> [SHORT EXERCISE] Find every line in the records below that contains the word "beach". Copy each of those lines.

----

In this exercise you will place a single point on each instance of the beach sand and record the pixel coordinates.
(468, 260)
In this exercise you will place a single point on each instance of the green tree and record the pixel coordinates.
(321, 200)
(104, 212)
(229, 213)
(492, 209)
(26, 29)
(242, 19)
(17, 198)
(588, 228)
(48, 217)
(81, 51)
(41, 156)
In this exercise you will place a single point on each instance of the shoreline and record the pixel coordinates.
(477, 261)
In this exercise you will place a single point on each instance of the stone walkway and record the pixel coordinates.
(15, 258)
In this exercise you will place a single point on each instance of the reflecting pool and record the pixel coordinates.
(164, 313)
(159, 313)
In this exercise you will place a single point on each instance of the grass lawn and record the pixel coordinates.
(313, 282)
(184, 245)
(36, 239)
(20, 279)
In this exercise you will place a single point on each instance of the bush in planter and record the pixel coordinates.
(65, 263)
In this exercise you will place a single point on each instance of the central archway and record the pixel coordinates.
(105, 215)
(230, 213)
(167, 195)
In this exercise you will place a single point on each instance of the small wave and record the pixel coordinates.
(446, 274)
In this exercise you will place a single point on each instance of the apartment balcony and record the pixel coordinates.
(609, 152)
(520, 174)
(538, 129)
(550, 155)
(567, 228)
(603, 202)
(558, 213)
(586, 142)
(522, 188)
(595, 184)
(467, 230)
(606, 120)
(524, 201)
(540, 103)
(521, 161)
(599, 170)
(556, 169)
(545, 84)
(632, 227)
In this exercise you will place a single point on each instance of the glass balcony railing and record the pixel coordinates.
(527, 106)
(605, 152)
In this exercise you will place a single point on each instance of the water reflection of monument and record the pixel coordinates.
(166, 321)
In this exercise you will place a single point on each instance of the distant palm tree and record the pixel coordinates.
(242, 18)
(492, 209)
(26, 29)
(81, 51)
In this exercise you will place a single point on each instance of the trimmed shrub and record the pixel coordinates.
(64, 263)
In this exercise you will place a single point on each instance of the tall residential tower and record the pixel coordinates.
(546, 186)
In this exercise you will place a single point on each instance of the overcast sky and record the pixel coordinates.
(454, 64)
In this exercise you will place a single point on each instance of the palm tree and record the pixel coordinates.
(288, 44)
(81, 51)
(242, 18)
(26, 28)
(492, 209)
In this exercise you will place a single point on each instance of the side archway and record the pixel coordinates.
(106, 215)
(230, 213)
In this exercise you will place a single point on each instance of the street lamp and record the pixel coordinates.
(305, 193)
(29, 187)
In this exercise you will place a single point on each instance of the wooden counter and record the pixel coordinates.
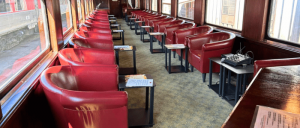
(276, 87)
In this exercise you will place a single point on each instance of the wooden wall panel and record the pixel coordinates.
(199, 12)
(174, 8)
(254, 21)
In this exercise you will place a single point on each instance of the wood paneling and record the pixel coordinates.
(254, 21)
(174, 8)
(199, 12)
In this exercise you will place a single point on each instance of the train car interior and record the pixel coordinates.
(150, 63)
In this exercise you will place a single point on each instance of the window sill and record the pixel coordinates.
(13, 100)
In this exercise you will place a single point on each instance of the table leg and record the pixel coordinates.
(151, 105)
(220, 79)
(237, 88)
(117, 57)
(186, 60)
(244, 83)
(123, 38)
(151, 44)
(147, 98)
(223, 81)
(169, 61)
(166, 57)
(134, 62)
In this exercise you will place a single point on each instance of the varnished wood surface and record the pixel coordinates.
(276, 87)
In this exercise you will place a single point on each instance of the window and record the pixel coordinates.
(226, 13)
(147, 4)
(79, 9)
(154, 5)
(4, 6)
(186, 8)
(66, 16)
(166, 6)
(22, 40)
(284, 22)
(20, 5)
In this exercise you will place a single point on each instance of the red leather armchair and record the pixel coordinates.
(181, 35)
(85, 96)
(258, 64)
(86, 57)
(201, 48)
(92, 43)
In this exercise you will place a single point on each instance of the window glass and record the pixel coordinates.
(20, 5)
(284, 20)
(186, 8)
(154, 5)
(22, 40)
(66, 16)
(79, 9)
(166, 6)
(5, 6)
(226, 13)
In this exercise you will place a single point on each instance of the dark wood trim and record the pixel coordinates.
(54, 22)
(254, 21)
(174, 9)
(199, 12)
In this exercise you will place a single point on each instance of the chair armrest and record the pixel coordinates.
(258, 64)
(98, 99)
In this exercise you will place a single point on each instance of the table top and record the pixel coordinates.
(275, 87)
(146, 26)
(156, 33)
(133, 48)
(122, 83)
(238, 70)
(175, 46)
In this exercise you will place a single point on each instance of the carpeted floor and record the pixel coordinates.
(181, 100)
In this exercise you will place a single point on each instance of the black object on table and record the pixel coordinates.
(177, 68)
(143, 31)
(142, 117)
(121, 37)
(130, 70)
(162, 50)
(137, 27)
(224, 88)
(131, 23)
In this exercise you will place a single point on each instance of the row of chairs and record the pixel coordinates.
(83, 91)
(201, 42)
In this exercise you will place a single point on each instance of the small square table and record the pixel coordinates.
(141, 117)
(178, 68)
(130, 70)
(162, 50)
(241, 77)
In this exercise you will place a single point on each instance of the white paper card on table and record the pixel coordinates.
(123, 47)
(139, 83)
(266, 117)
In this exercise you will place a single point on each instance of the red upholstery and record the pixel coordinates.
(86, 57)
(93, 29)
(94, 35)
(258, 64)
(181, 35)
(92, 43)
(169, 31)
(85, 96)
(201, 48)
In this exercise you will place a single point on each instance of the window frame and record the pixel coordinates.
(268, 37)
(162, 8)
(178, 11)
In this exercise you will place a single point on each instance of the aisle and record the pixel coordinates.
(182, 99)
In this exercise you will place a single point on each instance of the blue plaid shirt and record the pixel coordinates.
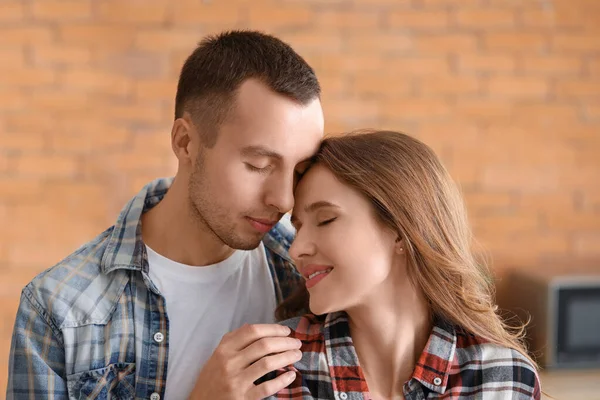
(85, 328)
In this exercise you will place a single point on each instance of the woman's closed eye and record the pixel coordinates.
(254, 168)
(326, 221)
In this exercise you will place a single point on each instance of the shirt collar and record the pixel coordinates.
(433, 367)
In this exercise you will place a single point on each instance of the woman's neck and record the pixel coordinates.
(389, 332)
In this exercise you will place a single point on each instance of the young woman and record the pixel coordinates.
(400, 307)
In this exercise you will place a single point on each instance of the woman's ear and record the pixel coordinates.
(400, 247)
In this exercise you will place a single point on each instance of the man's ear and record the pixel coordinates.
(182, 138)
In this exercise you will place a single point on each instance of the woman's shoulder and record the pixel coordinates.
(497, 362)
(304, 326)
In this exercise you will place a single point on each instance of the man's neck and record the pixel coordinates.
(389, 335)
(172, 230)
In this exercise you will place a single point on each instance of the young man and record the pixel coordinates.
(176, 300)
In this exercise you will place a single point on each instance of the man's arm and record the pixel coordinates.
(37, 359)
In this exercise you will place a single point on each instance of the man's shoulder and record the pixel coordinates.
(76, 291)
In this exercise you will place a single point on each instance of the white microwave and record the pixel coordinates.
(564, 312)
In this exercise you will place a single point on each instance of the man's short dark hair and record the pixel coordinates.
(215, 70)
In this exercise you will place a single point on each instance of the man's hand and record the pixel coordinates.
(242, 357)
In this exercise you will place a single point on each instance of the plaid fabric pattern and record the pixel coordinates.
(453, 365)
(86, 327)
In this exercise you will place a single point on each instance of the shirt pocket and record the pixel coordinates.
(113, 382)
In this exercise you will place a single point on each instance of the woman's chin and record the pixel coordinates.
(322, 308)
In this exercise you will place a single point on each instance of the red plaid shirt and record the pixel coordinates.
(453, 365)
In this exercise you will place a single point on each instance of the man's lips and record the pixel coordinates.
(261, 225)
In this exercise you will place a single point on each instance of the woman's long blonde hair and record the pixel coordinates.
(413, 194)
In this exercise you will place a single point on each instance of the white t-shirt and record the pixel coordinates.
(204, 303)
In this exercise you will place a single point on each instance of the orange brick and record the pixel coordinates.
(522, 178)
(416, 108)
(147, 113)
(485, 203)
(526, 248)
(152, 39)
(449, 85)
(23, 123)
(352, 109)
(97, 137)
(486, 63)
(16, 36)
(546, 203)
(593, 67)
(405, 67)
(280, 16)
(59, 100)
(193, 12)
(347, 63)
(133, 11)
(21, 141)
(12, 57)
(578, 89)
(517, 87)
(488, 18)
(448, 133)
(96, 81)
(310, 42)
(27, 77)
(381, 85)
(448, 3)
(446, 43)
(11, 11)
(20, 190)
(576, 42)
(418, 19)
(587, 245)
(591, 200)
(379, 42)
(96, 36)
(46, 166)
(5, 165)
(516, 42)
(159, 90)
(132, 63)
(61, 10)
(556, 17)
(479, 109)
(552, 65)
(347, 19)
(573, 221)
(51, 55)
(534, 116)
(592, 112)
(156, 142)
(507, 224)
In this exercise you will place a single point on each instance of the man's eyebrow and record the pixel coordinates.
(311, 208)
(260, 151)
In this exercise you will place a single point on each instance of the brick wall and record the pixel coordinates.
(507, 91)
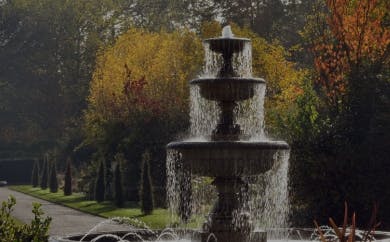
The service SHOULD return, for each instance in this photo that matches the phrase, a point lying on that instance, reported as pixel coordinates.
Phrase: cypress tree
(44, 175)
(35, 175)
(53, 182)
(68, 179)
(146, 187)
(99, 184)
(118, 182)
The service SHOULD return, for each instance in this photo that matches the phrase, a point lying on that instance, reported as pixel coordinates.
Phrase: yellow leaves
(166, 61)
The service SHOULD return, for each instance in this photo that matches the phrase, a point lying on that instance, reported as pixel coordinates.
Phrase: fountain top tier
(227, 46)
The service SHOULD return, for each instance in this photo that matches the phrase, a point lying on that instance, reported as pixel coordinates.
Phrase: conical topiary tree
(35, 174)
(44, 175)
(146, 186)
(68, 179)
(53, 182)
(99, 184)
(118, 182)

----

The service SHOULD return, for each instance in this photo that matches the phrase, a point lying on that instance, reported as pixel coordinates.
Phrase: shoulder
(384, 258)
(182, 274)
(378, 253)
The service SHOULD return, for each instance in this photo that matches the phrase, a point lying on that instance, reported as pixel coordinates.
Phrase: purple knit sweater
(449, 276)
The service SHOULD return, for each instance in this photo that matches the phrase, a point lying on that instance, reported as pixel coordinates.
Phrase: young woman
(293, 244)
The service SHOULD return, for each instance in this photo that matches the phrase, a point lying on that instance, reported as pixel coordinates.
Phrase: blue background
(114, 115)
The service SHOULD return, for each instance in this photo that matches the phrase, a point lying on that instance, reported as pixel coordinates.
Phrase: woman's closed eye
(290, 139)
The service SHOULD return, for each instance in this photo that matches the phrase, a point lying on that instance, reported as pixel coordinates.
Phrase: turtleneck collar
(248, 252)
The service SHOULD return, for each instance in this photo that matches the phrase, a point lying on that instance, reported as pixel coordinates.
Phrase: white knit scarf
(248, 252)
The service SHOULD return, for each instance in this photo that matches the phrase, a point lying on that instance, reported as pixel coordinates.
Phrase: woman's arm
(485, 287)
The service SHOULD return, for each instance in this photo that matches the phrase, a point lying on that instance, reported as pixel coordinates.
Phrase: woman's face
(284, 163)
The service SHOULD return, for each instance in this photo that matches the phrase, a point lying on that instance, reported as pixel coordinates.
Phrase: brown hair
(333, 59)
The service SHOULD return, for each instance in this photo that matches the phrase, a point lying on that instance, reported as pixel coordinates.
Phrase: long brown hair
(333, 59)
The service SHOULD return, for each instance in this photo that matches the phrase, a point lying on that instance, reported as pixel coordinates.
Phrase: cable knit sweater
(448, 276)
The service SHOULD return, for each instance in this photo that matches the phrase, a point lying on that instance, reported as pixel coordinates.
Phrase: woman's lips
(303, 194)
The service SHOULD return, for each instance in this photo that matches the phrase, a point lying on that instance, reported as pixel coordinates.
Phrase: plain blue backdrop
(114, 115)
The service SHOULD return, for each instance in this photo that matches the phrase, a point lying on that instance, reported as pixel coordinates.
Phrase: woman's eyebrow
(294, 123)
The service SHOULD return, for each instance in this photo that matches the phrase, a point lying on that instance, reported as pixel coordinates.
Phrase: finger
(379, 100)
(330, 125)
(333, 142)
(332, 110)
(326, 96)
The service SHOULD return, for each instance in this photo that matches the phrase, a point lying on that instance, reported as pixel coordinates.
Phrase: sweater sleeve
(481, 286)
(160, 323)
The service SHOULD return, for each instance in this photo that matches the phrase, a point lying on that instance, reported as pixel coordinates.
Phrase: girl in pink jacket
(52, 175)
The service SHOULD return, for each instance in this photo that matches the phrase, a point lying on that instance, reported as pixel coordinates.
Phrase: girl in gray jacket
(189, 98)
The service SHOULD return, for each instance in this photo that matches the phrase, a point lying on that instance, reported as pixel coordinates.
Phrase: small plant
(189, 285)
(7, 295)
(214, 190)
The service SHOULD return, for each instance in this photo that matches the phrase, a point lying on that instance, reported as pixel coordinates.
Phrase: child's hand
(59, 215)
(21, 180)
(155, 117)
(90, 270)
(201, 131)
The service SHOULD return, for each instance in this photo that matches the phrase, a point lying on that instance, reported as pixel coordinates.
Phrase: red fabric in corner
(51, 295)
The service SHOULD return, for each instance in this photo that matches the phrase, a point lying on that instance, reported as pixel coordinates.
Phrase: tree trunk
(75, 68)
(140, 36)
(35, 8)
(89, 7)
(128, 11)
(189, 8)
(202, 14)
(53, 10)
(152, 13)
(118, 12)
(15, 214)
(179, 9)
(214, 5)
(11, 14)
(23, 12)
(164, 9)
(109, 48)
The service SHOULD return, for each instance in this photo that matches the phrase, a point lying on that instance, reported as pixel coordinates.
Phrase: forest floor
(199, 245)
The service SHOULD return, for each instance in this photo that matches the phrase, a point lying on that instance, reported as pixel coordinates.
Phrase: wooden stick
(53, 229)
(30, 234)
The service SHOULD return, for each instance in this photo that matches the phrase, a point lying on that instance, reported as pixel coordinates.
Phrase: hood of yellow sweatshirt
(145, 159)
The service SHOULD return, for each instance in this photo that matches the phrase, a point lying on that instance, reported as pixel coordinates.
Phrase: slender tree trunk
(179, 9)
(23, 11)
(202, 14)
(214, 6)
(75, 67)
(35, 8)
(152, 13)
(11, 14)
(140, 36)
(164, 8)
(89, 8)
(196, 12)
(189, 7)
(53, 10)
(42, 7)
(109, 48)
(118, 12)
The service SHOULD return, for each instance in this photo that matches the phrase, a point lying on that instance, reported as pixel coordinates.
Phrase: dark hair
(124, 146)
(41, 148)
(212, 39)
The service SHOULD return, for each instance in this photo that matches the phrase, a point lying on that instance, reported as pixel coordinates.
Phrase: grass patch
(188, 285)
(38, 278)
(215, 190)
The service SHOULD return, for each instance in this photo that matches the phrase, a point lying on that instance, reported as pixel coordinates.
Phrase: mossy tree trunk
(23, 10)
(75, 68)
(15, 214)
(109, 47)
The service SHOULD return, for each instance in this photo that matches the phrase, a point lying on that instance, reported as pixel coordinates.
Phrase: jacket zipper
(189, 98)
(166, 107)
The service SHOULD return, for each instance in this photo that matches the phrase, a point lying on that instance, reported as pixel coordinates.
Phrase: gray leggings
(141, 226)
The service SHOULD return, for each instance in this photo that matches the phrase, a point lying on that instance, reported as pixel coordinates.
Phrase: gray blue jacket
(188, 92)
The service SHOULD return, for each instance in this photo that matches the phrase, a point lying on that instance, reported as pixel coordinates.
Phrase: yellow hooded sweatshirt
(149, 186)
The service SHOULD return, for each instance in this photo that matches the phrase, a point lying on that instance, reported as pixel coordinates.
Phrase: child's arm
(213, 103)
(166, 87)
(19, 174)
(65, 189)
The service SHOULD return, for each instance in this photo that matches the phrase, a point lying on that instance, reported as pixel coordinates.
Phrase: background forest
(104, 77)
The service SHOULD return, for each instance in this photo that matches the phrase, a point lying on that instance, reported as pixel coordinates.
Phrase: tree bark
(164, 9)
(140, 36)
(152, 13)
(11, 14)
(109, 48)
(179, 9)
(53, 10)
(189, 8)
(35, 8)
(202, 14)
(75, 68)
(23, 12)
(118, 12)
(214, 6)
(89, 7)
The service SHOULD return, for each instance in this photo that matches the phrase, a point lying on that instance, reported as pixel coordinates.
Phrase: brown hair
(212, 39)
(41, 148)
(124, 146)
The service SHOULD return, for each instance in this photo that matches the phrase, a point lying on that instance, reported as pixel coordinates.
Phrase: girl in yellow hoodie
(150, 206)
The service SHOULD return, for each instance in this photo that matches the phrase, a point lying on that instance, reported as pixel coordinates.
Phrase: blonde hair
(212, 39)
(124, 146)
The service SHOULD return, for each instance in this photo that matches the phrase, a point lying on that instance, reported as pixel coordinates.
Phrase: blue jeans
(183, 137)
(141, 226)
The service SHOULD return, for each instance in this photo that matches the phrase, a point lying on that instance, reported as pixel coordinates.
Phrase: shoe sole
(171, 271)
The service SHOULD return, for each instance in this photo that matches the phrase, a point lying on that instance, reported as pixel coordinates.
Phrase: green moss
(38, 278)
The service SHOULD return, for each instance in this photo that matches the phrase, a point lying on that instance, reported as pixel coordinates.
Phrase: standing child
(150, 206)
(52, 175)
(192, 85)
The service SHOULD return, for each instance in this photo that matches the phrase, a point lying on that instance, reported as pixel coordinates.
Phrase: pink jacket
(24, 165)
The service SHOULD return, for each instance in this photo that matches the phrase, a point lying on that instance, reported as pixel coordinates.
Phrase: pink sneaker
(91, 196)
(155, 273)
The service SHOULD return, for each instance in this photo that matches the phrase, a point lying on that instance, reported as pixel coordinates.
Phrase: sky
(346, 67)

----

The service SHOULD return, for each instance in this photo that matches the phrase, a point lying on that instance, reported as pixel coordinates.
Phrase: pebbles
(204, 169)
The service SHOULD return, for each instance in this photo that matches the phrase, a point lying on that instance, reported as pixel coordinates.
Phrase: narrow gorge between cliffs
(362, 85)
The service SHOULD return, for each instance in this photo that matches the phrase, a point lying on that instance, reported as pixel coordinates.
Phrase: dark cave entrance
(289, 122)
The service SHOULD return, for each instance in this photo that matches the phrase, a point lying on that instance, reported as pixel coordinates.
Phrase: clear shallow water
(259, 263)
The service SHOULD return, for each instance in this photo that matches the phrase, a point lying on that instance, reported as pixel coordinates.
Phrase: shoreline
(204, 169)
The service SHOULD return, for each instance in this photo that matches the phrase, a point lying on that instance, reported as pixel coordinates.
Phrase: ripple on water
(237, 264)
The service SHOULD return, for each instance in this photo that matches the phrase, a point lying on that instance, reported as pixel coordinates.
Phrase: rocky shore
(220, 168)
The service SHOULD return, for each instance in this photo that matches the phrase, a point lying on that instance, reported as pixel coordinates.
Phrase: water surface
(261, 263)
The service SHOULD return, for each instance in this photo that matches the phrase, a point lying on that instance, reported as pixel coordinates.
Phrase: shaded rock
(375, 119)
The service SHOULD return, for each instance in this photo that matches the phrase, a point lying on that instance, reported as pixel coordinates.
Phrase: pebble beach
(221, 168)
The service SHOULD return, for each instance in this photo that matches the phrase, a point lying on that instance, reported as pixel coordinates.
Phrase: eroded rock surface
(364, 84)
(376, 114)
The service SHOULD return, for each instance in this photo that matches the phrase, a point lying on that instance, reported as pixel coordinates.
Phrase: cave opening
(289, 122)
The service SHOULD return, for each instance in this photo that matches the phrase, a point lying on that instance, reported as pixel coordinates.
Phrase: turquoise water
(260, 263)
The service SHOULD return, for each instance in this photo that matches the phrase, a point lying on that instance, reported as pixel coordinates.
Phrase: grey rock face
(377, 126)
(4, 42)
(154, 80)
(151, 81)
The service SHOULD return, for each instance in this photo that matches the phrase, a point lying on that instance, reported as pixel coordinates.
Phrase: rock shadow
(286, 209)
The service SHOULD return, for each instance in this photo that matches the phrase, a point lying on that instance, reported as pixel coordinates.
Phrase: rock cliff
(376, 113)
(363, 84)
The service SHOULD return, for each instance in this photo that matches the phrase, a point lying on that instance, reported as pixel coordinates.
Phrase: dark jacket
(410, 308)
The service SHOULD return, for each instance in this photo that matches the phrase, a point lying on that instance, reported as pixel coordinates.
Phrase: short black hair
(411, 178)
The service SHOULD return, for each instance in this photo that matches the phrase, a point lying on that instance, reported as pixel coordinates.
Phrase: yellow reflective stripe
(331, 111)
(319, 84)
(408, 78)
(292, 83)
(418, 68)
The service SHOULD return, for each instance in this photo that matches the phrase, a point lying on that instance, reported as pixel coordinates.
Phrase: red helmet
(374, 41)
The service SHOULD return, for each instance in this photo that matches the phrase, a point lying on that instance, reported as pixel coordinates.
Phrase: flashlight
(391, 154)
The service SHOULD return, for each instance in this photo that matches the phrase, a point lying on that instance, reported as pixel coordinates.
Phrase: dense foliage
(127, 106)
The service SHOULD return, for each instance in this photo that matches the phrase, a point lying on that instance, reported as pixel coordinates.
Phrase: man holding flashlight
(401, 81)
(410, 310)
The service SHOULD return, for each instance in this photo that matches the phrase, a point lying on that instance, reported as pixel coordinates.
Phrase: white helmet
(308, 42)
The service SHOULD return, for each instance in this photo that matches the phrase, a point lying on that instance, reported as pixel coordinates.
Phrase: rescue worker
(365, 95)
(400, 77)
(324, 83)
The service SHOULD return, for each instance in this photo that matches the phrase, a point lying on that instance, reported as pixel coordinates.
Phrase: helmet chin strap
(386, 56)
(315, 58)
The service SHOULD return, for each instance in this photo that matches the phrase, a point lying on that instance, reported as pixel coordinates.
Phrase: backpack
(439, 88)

----

> [RESULT FOR THIS EXERCISE]
In this exercise you will place a single point on each instance of the beach sand and record the pixel coordinates.
Phrase: pebble beach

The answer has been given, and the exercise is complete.